--- Description of the task ---
In full and without edits, write out the data that follows.

^^^^

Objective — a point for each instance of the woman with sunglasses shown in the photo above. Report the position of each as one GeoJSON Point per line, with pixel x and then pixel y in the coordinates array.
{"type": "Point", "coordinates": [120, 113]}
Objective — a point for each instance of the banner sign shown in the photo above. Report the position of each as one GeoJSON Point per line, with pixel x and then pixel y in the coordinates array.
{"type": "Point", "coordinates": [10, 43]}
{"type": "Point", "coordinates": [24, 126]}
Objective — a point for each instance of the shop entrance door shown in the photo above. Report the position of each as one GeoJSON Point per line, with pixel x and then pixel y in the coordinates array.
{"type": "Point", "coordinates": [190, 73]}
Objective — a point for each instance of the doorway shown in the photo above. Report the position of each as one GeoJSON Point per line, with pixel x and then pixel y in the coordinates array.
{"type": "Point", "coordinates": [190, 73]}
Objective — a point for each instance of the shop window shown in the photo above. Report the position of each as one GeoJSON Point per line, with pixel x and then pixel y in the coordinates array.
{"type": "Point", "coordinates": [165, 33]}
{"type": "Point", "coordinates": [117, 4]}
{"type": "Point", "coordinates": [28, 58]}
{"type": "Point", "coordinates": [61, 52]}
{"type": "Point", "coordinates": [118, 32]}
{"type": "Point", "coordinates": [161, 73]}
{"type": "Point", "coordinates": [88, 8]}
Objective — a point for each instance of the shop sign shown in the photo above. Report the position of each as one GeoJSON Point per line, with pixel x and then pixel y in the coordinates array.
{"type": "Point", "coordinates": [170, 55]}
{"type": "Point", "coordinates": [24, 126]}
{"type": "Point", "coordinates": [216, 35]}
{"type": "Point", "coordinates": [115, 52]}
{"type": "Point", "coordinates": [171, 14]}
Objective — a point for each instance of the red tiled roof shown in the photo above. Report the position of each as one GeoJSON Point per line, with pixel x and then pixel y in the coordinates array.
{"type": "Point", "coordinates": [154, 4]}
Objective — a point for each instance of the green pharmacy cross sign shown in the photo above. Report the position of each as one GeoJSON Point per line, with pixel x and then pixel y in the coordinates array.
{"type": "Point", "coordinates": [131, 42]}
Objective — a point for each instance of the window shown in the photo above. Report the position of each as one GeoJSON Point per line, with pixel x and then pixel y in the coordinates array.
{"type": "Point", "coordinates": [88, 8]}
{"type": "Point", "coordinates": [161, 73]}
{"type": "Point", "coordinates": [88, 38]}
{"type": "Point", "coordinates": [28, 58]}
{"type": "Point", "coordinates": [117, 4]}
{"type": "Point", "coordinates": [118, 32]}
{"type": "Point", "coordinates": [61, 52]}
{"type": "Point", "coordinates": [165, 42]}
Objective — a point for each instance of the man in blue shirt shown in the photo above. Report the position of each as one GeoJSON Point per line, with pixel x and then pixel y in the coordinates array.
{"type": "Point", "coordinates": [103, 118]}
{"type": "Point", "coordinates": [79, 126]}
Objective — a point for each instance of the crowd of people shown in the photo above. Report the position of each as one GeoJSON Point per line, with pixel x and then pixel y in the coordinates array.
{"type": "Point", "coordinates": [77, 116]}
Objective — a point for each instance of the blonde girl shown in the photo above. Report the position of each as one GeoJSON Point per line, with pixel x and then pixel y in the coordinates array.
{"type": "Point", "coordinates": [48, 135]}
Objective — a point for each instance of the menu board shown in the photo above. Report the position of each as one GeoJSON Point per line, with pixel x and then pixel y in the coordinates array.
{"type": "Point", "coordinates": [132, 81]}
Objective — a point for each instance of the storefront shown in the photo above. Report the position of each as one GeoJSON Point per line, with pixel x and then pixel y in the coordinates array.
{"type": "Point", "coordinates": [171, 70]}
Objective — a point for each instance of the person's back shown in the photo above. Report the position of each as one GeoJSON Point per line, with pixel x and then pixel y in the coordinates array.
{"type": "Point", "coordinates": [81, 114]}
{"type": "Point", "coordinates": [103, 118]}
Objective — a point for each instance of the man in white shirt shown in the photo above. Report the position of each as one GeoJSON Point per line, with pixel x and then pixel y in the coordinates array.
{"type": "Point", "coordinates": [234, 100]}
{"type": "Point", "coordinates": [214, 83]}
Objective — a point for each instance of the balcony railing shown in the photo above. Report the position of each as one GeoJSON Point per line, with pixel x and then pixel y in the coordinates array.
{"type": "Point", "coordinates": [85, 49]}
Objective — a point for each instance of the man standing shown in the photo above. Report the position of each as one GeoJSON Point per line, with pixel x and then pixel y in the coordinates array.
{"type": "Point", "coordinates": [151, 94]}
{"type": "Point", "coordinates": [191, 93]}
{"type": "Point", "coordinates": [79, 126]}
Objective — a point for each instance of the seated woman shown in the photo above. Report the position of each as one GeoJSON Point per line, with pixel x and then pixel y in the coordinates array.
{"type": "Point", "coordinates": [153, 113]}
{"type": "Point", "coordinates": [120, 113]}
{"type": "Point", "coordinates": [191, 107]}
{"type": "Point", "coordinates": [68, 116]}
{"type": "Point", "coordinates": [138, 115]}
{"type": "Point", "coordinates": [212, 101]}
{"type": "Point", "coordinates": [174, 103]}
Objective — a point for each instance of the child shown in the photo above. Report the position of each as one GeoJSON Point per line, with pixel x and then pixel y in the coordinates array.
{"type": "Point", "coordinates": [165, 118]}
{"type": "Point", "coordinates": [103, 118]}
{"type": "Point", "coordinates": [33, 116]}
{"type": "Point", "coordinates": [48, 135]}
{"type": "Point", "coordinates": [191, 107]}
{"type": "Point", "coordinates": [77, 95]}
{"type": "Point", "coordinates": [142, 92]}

^^^^

--- Exercise answer ---
Objective — a point for each instance of the woman with sunglasses shown in the photo above. Report the position of each as one GeoJSON Point per line, with pixel x and then pixel y in the coordinates array.
{"type": "Point", "coordinates": [120, 113]}
Objective — a point for each instance of the banner sign shown in the photo above. Report the position of each as one GeoJSON Point per line, with pixel x and then pixel y in the coordinates array.
{"type": "Point", "coordinates": [10, 43]}
{"type": "Point", "coordinates": [24, 126]}
Objective — a point for each instance of the shop entrance door shown in the photo above. Report the position of each as one GeoJSON Point per line, with pixel x and then pixel y in the coordinates array.
{"type": "Point", "coordinates": [190, 73]}
Objective — a point for each instance of the doorway shown in the photo above. Report the position of each as one GeoJSON Point per line, with pixel x and then pixel y in the coordinates array.
{"type": "Point", "coordinates": [190, 73]}
Objective — a point for each instance of the shop window shown in the photo above. Report the position of each as one GeoJSON Point per line, with pixel x and then pixel y in the coordinates array.
{"type": "Point", "coordinates": [165, 33]}
{"type": "Point", "coordinates": [117, 4]}
{"type": "Point", "coordinates": [28, 58]}
{"type": "Point", "coordinates": [61, 52]}
{"type": "Point", "coordinates": [118, 32]}
{"type": "Point", "coordinates": [161, 73]}
{"type": "Point", "coordinates": [88, 8]}
Objective — a point for each instance of the shop sign shown in the photo above. Report the position of each as one GeoJSON Point per line, with pixel x and then pixel y in the coordinates array.
{"type": "Point", "coordinates": [170, 55]}
{"type": "Point", "coordinates": [24, 126]}
{"type": "Point", "coordinates": [216, 35]}
{"type": "Point", "coordinates": [115, 52]}
{"type": "Point", "coordinates": [171, 14]}
Objective — a point for each instance of the red tiled roof shown in the photo above. Report the position of each as one GeoJSON Point per line, with pixel x and then pixel y in the coordinates array.
{"type": "Point", "coordinates": [154, 4]}
Objective — a point for each instance of the green pharmacy cross sign shown in the photo above. Report the position of each as one GeoJSON Point per line, with pixel x and then pixel y in the coordinates array.
{"type": "Point", "coordinates": [131, 42]}
Objective — a point for each instance of the window shown in the photo above. Report the position of each as one GeoJSON Point per line, with pixel x and then pixel y in the coordinates array.
{"type": "Point", "coordinates": [88, 8]}
{"type": "Point", "coordinates": [161, 73]}
{"type": "Point", "coordinates": [88, 38]}
{"type": "Point", "coordinates": [28, 58]}
{"type": "Point", "coordinates": [117, 4]}
{"type": "Point", "coordinates": [118, 32]}
{"type": "Point", "coordinates": [61, 52]}
{"type": "Point", "coordinates": [165, 42]}
Objective — a point for each instance of the man in blue shirt shown in the photo above. Report the position of each as one GeoJSON Point per line, with pixel x and then pixel y in the coordinates array.
{"type": "Point", "coordinates": [103, 118]}
{"type": "Point", "coordinates": [79, 126]}
Objective — a point for each instance of the crowd of people shown in the photo above. Report the position of each as one GeoJSON Point per line, with pixel x and then pixel y in the coordinates array.
{"type": "Point", "coordinates": [77, 116]}
Objective — a point for each instance of the blonde girl shown in the photo above. Report the position of each as one GeoJSON Point per line, with pixel x and then pixel y in the coordinates array.
{"type": "Point", "coordinates": [48, 135]}
Objective — a point for each instance of the menu board shown in the photo above. Report the position of each as one GeoJSON Point per line, with pixel x and then pixel y in the coordinates array.
{"type": "Point", "coordinates": [132, 81]}
Objective — a point for each instance of the storefront shown in the photo above. Report the position of each as one GeoJSON Point per line, with pixel x and then pixel y in the coordinates array.
{"type": "Point", "coordinates": [171, 70]}
Objective — a point for each instance of the person's back shown in the photo above. Report the position of each as one GeoJSON Point per line, with pixel x and then pixel y in the coordinates array.
{"type": "Point", "coordinates": [81, 114]}
{"type": "Point", "coordinates": [103, 118]}
Objective — a point for each instance of the man in white shirt shown in the photo above. Report the position of each as one GeoJSON Point per line, with pixel x and then pixel y in the coordinates array.
{"type": "Point", "coordinates": [234, 100]}
{"type": "Point", "coordinates": [214, 83]}
Objective — a point for each instance of the balcony railing shown in the photo above. Report the position of each as one GeoJSON Point per line, with pixel x and then pixel y in the coordinates array.
{"type": "Point", "coordinates": [85, 49]}
Objective — a point for each instance of the man standing shown in the photo above. Report the position of each as one GeoJSON Point per line, with pixel x and then pixel y in the coordinates array.
{"type": "Point", "coordinates": [151, 94]}
{"type": "Point", "coordinates": [191, 93]}
{"type": "Point", "coordinates": [79, 126]}
Objective — a point for each instance of the seated woman shown in the photo above. Report the position of each as one GeoJSON Point per line, with pixel x and then pixel y in the coordinates array.
{"type": "Point", "coordinates": [153, 113]}
{"type": "Point", "coordinates": [120, 113]}
{"type": "Point", "coordinates": [191, 107]}
{"type": "Point", "coordinates": [68, 116]}
{"type": "Point", "coordinates": [138, 115]}
{"type": "Point", "coordinates": [212, 101]}
{"type": "Point", "coordinates": [174, 103]}
Objective — a point for each instance of the child shown in the photo above. Report the position of each as one GeoJSON Point per line, with pixel x and then pixel y in the coordinates array.
{"type": "Point", "coordinates": [165, 118]}
{"type": "Point", "coordinates": [103, 118]}
{"type": "Point", "coordinates": [33, 116]}
{"type": "Point", "coordinates": [48, 135]}
{"type": "Point", "coordinates": [191, 107]}
{"type": "Point", "coordinates": [77, 95]}
{"type": "Point", "coordinates": [142, 92]}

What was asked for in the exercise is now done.